*Reading passage:*
___

NEW YORK - Both Mayor Bill de Blasio and Gov. Andrew Cuomo said that by Thursday New York City and New York state will be ready to administer Pfizer COVID-19 vaccines to children between the ages of 12 and 15 after the CDC gives the go-ahead for this age group.
"Then we'll change the protocols for all the vaccine sites," Cuomo said.
And as you might expect, parents are split on how they feel about it.
"I think we don't know enough yet to test it on our kids," one parent told FOX 5 NY.
"The kids, I think they should not be given this type of treatment," another said.
And a third parent told us, "It's the only way to eradicate the virus."
"The data compared the safety, the immune response, and the effectiveness of the vaccine in those 12- to 15-year-olds mirrored that in 16- through 25-year-olds," Dr. Hank Bernstein of Hofstra University's Zucker School of Medicine said. "So there really is no concern from a scientific perspective."
New Jersey Gov. Phil Murphy and Connecticut Gov. Ned Lamont say they will start giving the Pfizer vaccines once the CDC panel gives the green light.
De Blasio said the city will not require vaccinations for students and teachers in September.
"We just don't think it's the right way to go at this moment," the mayor said.
Cuomo said the state cannot mandate any of the COVID vaccines yet because they have been authorized for emergency use. However, if the vaccines receive full federal approval in the future, New Yorkers could be looking at vaccine mandates.
"If there was a federal approval it is going to be a legitimate topic of discussion, I can tell you that," Cuomo said.

___

Reproduce the entire news article on vaccinating children ages 12 to 15 in New York, word for word.

___

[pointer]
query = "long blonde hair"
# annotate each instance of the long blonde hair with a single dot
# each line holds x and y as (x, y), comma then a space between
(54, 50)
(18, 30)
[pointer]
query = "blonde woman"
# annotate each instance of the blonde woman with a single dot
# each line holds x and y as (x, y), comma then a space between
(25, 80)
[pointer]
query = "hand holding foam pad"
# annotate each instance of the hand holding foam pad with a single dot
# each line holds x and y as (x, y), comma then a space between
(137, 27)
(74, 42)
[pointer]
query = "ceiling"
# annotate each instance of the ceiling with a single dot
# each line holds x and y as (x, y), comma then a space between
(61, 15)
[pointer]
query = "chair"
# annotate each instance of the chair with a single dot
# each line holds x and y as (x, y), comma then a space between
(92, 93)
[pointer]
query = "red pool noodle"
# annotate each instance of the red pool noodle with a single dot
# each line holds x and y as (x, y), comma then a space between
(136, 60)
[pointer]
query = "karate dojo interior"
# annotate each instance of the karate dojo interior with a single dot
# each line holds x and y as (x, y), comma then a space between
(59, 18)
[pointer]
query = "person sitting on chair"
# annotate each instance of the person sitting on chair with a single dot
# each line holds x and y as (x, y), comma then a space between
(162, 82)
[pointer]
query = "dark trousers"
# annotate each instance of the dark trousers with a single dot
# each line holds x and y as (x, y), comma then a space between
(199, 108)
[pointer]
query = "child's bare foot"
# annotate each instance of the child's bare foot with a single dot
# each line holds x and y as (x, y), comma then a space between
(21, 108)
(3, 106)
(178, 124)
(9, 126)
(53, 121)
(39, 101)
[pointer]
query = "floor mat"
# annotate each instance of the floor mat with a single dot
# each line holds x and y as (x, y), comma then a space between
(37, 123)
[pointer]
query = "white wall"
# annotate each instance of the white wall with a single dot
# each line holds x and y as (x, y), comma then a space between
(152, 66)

___

*The answer:*
NEW YORK - Both Mayor Bill de Blasio and Gov. Andrew Cuomo said that by Thursday New York City and New York state will be ready to administer Pfizer COVID-19 vaccines to children between the ages of 12 and 15 after the CDC gives the go-ahead for this age group.
"Then we'll change the protocols for all the vaccine sites," Cuomo said.
And as you might expect, parents are split on how they feel about it.
"I think we don't know enough yet to test it on our kids," one parent told FOX 5 NY.
"The kids, I think they should not be given this type of treatment," another said.
And a third parent told us, "It's the only way to eradicate the virus."
"The data compared the safety, the immune response, and the effectiveness of the vaccine in those 12- to 15-year-olds mirrored that in 16- through 25-year-olds," Dr. Hank Bernstein of Hofstra University's Zucker School of Medicine said. "So there really is no concern from a scientific perspective."
New Jersey Gov. Phil Murphy and Connecticut Gov. Ned Lamont say they will start giving the Pfizer vaccines once the CDC panel gives the green light.
De Blasio said the city will not require vaccinations for students and teachers in September.
"We just don't think it's the right way to go at this moment," the mayor said.
Cuomo said the state cannot mandate any of the COVID vaccines yet because they have been authorized for emergency use. However, if the vaccines receive full federal approval in the future, New Yorkers could be looking at vaccine mandates.
"If there was a federal approval it is going to be a legitimate topic of discussion, I can tell you that," Cuomo said.